- EXCERTO DO DOCUMENTO -
_ _ _ _ _ _ _

4. Não constitui, aliás, uma das prioridades da vossa perspectiva pastoral preparar os leigos cristãos, homens e mulheres, para que possam estar presentes e activos nas instâncias onde são elaboradas as orientações da sociedade nos planos educativo, familiar, social e político?
Mas, além de deverem ser formados nestes domínios, para que possam manter uma atitude autenticamente humana e cristã, é-lhes necessário redescobrir, aprofundar a sua própria fé, proporcionando-lhes os meios de renovação apropriados, para que possam crescer na convicção da fé, vivê-la na oração, testemunhá-la directamente, aproximarem-se do Redentor que os renova espiritualmente e lhes dá o entusiasmo missionário. Sei que desejais promover esta educação da fé dos adultos, e encorajo de boa vontade tudo quanto fizerdes neste sentido nos diversos domínios, velando sempre para que seja a fé autêntica da Igreja a que é procurada e expressa no ensino teológico, na compreensão do novo direito canónico, nas actividades catequéticas, nas celebrações litúrgicas, nas intervenções dos meios de comunicação, numa palavra, na vida das comunidades cristãs.
5. Tal como vós, também eu penso na importância da educação cristã das novas gerações. Será difícil formar cristãos adultos, não os deixando dispersar, se não houver uma iniciação profunda na fé desde a tenra infância — é preciso sensibilizar os pais para isso — e durante a infância, a adolescência e a juventude, de acordo também com a cultura recebida e com as questões levantadas pelos estudos e pela vida. Uma tal educação exige sempre que se dêem aos jovens uma catequese e uma assistência pastoral de qualidade. Nas vossas intervenções de 1978 e 1982 indicastes claramente os valores a serem promovidos. Estas intervenções mostram bem a grande preocupação que não deixastes de manifestar perante os projectos de reestruturação das escolas elementares e secundárias. Tal como vós, também a Santa Sé considera justo que segundo a nobre tradição do vosso país, haja lugar também para as escolas confessionais, oficialmente católicas, sempre que esta orientação corresponda ao desejo da maioria dos pais, primeiros responsáveis pela educação, e que sejam dadas além disso garantias que permitam propor o ensino religioso e a animação pastoral em todas as escolas. É este um direito normal que respeita as consciências dos pais e dos jovens. E é preciso recordar aos pais a necessidade de exercerem plenamente as suas responsabilidades neste domínio tão importante. Não duvido que os próprios governantes compreenderão por seu lado a importância de favorecer nas jovens gerações a formação segundo os valores morais e espirituais que correspondam à sua fé religiosa. Disso depende a qualidade de vida da sociedade de amanhã.
Existem também instituições privadas católicas, em relação às quais importa manter o direito e os meios de existência, bem como o justo apoio. Que as orientações que elas seguem e a educação que dão lhes permitam ser, ela próprias, autenticamente católicas. Além disso, é preciso que os professores sejam bem preparados.
6. Estais também preocupados; com razão, pela situação das próprias famílias. Compreende-se a vossa posição quando se conhece o número de lares desfeitos ou das uniões livres, ou ainda das co-habitações pré-matrimoniais.

_ _ _ _ _ _ _

- INSTRUÇÕES DO EXERCÍCIO -
Dê seguimento ao discurso pastoral sobre a formação na fé, a escola e a família, redigindo o que viria logo após a última frase apresentada.

_ _ _ _ _ _ _

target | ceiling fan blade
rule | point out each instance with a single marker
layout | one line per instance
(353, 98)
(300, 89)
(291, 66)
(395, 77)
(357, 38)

_ _ _ _ _ _ _

- PROBLEMA RESOLVIDO -
Não é preciso repetir-vos as exigências da Igreja neste domínio, bem como num outro mais grave, o do respeito pela vida. Ocupei-me aliás longamente deste tema com os vossos irmãos do Ontário, em 28 de Abril passado. Estou certo de que permanece em vós um grande apreço pela família, e a consciência da necessidade, cada vez mais sentida, do equilíbrio irradiado por todo o casal que vive o amor humano tal como o deseja o Criador e tal como o ensina a Igreja. Deveis dar portanto um lugar importante à pastoral familiar no vosso país, explicando toda a doutrina da Igreja sobre o amor e o matrimónio, para ensinar, convencer, testemunhar, ajudar os jovens, os futuros esposos, os já casados. Do mesmo modo, é preciso velar para que a educação sexual seja dada pelos educadores católicos com todas as garantias de equilíbrio.
7. Perante todo o trabalho apostólico que se vos apresenta, e do qual indiquei apenas alguns aspectos, desejo confirmar a vossa esperança e oferecer-vos o meu encorajamento, bem como a quantos são chamados a colaborar convosco.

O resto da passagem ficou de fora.